Con questo libro, Battista completa una trilogia dedicata al “family watching”. In La fine del giorno, aveva descritto, nel suo modo profondo e ironico, se stesso alle prese con la fine della moglie Silvia, uccisa dal cancro: uno dei libri più intensi e interessanti degli ultimi anni. Poi è toccato al padre: Mio padre era un fascista racconta lo scontro ideologico-generazionale con il genitore, ex giovane volontario della Repubblica di Salò e poi avvocato e dirigente dell’MSI; un’indagine sulla figura paterna che porta a capirne e apprezzarne le ragioni, come spesso capita solo quando ormai è troppo tardi.
Tra Battista e Marta, la sua unica figlia, invece non c’è scontro, se mai reciproca osservazione. E, soprattutto, c’è il significato di un termine: vintage, come chiave di lettura delle tante differenze di gusti e visuale e soprattutto di interpretazione dello spirito del tempo che corre tra i due protagonisti. Il vintage, scrive Battista, “rende fluidi ed elastici i concetti di ‘prima’ e ‘dopo’. Questa la novità in cui è immersa mia figlia”. Tra lui e i genitori c’era “la rivoluzione contro la conservazione, la rottura contro la tradizione: non c’era vintage che tenesse, il passato doveva essere rifiutato in blocco”.

*SERIE DI ESERCIZI*
• 1. Nel brano scelto, come si chiama l'unica figlia di Battista?
• 2. Elenca tutti i ruoli che il brano scelto attribuisce al padre di Battista.
• 3. Continua il brano scelto sulla trilogia di Battista, partendo dopo la sua ultima frase.

*RIGHE DI DATI*
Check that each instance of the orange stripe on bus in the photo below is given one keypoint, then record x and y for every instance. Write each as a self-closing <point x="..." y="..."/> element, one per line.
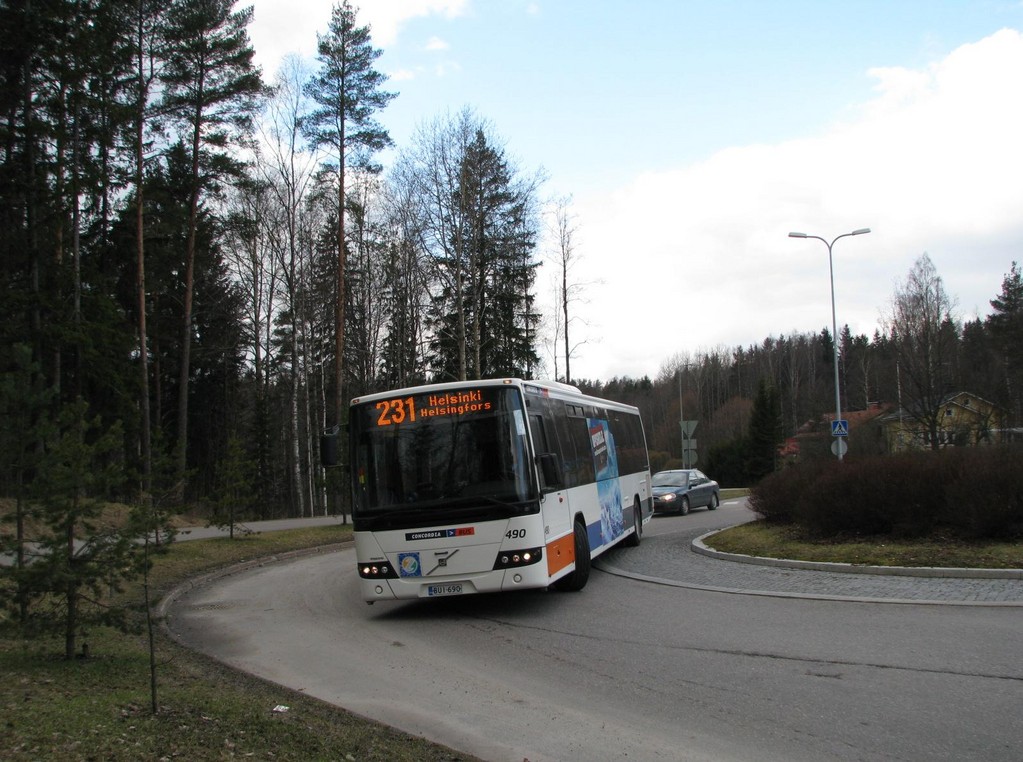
<point x="561" y="552"/>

*SOLUZIONI DELL'ESERCIZIO*
• 1. Si chiama Marta.

• 2. Ex giovane volontario della Repubblica di Salò, avvocato, dirigente dell'MSI.

• 3.
La passione di Marta e dei suoi amici per il vintage, dalle canzoni di Battisti ai vestiti comprati nei mercatini dell’usato, alla visita a musei che documentano momenti chiave della storia recente, appartiene a “un’estetica del ‘riuso’ che non è, come potrebbe apparire alla lettera, un omaggio al risparmio, al rifiuto dello spreco, alla sobrietà, bensì un magazzino infinito da cui attingere senza alcun obbligo di coerenza: un giorno ci si veste anni Cinquanta, quello successivo anni Settanta, come capita”. E se non c’è rifiuto, ma solo riutilizzo, anche i conflitti si stemperano. Si passa dalla stagione delle ribellioni a quella delle riutilizzazioni, magari in una chiave che ai genitori risulta spiazzante o illogica, ma di sicuro non eversiva.
Va poi detto che Battista possiede una scrittura dal tono molto personale, lieve e riflessivo, mai sentimentaleggiante, con pagine farcite di gustosi riferimenti letterari e cinematografici. Ogni suo libro è anche una guida ai migliori romanzi e ai migliori film: come con le finestre pop up, potete seguire la storia principale mentre ogni possibile sollecitazione culturale vi esplode sotto il naso.